▶ What you should do: In the genetics notes below, what critical value is the chi-square result compared against at p = 0.05 and df = 1?

▶ Text shown:
■ ■ ■ ■ ■ ■ ■

Think of a chromosome like a beaded necklace, and each bead is a gene that codes for a trait (like eye color or height).

Imagine you have two genes, one for eye color and one for hair color.

If these two genes are located on the same chromosome, they are linked because they are on the same "bead necklace" (chromosome).

So, when that chromosome is passed down to offspring, both genes (for eye and hair color) usually get inherited together.

Chie Squared Test

The Chi-Square Formula:

x²=∑(O−E)²​/E

Where:

• O = Observed value (what you saw in your results)

• E = Expected value (what Mendel would predict)

Step-by-Step Example:

Let's say you're crossing heterozygous tall (Tt) plants, and you expect a 3:1 ratio (tall : short).

You counted 80 plants.

Expected:

• Tall = 60 (75%)

• Short = 20 (25%)

Observed (you counted):

• Tall = 65

• Short = 15

Now plug into the formula:

X²= (65-60)²/60 + (15-20)²/20 = 1.67

Degrees of Freedom (df):

df = number of categories - 1

2 categories: (tall and short), so df = 1

Look at a Chi-square table and compare your value (1.67) to the critical value at p = 0.05 and df = 1 (which is 3.84).

• If χ² < 3.84 → Fail to reject your hypothesis (your data is close enough to expected)

• If χ² > 3.84 → Reject your hypothesis (something else may be going on)

if its too low, reject the hoe!

In our case:
1.67 < 3.84, so we fail to reject — our results are consistent with Mendelian inheritance.

Multiple alleles

• More than two alleles exist in the population (but an individual still has only 2).

• Example: ABO blood group has IA, IB, and i alleles.

	IA	i
IB	IAIB (AB)	IBi (Type B)
i	IAi (Type A)	ii (Type O)

• IA → Type A

• IB → Type B

• i → Type O (recessive)

Polygenic Inheritance

Many genes contribute to a single trait.

Epistasis

One gene masks or modifies another (e.g., Labrador coat color)

■ ■ ■ ■ ■ ■ ■

▶ Source data:
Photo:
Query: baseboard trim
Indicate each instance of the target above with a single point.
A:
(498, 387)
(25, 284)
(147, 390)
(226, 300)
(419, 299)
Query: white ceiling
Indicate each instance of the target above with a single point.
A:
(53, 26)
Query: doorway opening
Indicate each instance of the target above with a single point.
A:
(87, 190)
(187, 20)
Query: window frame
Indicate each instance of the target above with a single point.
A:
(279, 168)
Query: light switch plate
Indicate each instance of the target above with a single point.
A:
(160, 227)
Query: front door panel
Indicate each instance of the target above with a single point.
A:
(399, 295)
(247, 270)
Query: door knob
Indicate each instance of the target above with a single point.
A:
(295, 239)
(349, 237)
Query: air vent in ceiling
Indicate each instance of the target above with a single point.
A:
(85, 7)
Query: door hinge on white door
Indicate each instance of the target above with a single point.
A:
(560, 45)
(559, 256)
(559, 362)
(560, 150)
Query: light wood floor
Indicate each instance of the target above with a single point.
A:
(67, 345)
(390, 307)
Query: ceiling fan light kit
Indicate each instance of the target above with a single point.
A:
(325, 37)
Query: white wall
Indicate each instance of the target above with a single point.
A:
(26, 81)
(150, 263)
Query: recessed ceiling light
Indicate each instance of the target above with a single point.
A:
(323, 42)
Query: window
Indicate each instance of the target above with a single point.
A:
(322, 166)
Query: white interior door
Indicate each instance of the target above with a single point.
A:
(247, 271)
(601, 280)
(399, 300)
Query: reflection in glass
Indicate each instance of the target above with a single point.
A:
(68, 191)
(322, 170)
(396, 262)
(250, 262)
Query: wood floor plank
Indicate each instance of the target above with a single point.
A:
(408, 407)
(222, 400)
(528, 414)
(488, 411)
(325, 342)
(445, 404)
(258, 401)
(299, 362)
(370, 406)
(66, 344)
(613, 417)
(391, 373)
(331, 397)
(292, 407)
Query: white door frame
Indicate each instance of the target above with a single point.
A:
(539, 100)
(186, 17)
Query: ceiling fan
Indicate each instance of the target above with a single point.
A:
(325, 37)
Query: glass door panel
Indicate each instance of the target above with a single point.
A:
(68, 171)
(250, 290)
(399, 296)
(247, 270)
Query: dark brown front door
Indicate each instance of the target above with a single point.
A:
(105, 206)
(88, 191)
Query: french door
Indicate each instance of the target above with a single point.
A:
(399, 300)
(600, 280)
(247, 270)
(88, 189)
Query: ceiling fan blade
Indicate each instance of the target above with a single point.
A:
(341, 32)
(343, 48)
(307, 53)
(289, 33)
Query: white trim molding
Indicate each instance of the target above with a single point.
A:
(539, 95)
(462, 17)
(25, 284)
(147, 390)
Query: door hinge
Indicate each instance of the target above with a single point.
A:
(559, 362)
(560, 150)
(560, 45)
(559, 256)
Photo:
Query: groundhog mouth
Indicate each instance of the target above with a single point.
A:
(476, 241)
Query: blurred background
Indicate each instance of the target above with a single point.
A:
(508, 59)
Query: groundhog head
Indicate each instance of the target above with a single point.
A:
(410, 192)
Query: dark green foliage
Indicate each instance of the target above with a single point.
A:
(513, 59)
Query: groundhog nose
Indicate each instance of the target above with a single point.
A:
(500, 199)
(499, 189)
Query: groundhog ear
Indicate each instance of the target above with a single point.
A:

■ ■ ■ ■ ■ ■ ■

▶ Task output: 3.84